**Votre objectif**
Dans le texte ci-dessous sur la désignation du délégué syndical, reformulez sous forme de liste concise le paragraphe qui commence par « Le législateur a toutefois quelque peu atténué », sans perdre ses faits principaux.

**Extrait du document**
La réforme ainsi opérée a des conséquences non négligeables. Outre qu'elle oblige le salarié qui entend être désigné délégué syndical à présenter sa candidature aux élections et à obtenir un certain pourcentage des suffrages (6), elle conduit à une remise en cause du mandat à chaque échéance électorale. En d'autres termes, alors que jusqu'à la loi de 2008 le mandat de délégué syndical était en principe à durée indéterminée, il est désormais nécessairement à durée déterminée. L'obligation ainsi faite aux syndicats représentatifs de choisir le délégué syndical parmi les candidats ayant obtenu au moins 10 % des voix vise à donner une certaine légitimité à celui-ci. Alors même qu'elle entretient une certaine confusion entre l'élection et la désignation, elle a été jugée valide tant par la Cour de cassation (7) que par le Conseil constitutionnel (8).
Le législateur a toutefois quelque peu atténué la rigueur de l'obligation en cause. En effet, en application de l'alinéa 2 de l'article L. 2143-3 du Code du travail, "s'il ne reste, dans l'entreprise ou l'établissement, plus aucun candidat aux élections professionnelles qui remplit les conditions mentionnées au premier alinéa, une organisation syndicale représentative peut désigner un délégué syndical parmi les autres candidats ou, à défaut, parmi ses adhérents au sein de l'entreprise ou de l'établissement". Cette disposition doit cependant être strictement entendue, ainsi que le démontre l'arrêt rendu sous le pourvoi n° 10-60.394.
En l'espèce, par lettre du 14 avril 2010, le Syndicat national de l'urbanisme de l'habitat et des administrateurs de biens (SNUHAB CFE-CGC) avait désigné M. K. en qualité de délégué syndical CGC au sein de l'OPAC de Meaux. Pour débouter le syndicat CFDT Interco de Seine-et-Marne de sa demande tendant à l'annulation de la désignation de M. K., qui n'avait pas été candidat lors des dernières élections de la délégation unique du personnel organisées le 25 mars 2010, le jugement attaqué a retenu que les élus du SNUHAB CFE-CGC avaient adressé au directeur général de l'OPAC de Meaux, le 26 mars 2010, une lettre faisant état de leur souhait de ne pas exercer le mandat de délégué syndical et avaient unanimement décidé de confier ce mandat à M. K..
Ce jugement est censuré par la Cour de cassation au visa de l'article L. 2143-3 du Code du travail. Ainsi que l'affirme la Chambre sociale, "ce texte fait obligation au syndicat représentatif qui désigne un délégué syndical de le choisir parmi les candidats aux élections professionnelles qui ont recueilli au moins 10 % des suffrages exprimés au premier tour des dernières élections au comité d'entreprise ou de la délégation unique du personnel ou des délégués du personnel, et que ce n'est que si le syndicat ne dispose plus dans l'entreprise ou l'établissement d'aucun candidat remplissant cette condition qu'il peut désigner un délégué syndical parmi les autres candidats ou, à défaut, parmi ses adhérents au sein de l'entreprise". La Cour de cassation conclut en conséquence qu'en statuant comme il l'a fait, "alors qu'il résultait de cette constatation que le SNUHAB CFE-CGC disposait de candidats ayant obtenu au moins 10 % des suffrages exprimés au premier tour des dernières élections de la délégation unique du personnel de sorte que le délégué syndical devait être choisi parmi ceux-ci, le tribunal a violé le texte susvisé".

**Segment de données**
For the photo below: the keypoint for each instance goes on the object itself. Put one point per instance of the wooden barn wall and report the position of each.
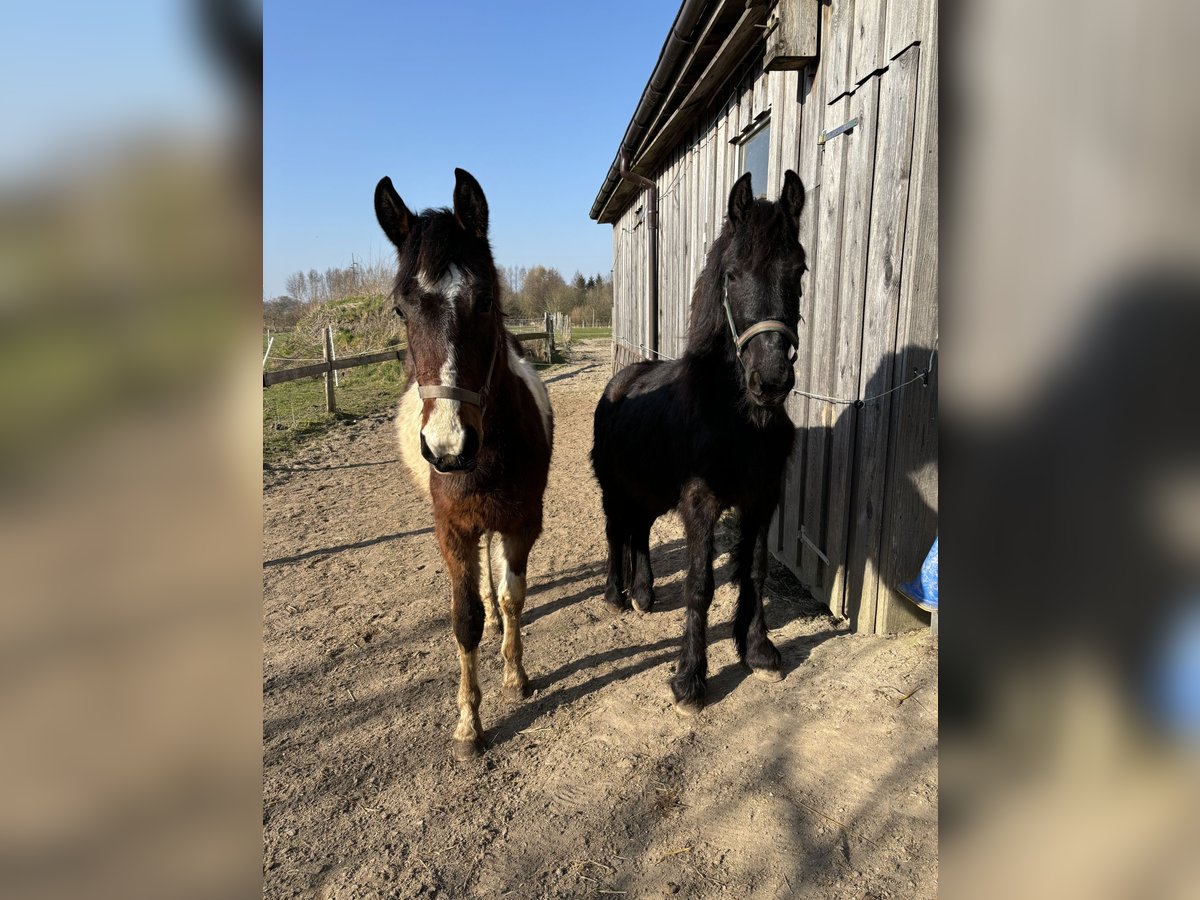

**Réponse complète**
- Le législateur a quelque peu assoupli l'obligation de choisir le délégué syndical parmi les candidats ayant obtenu au moins 10 % des suffrages.
- L'alinéa 2 de l'article L. 2143-3 du Code du travail s'applique lorsqu'il ne reste plus, dans l'entreprise ou l'établissement, aucun candidat aux élections professionnelles remplissant les conditions du premier alinéa.
- Dans ce cas, une organisation syndicale représentative peut désigner un délégué syndical parmi les autres candidats.
- À défaut d'autres candidats, elle peut le désigner parmi ses adhérents au sein de l'entreprise ou de l'établissement.
- Cette disposition doit être strictement entendue, comme le démontre l'arrêt rendu sous le pourvoi n° 10-60.394.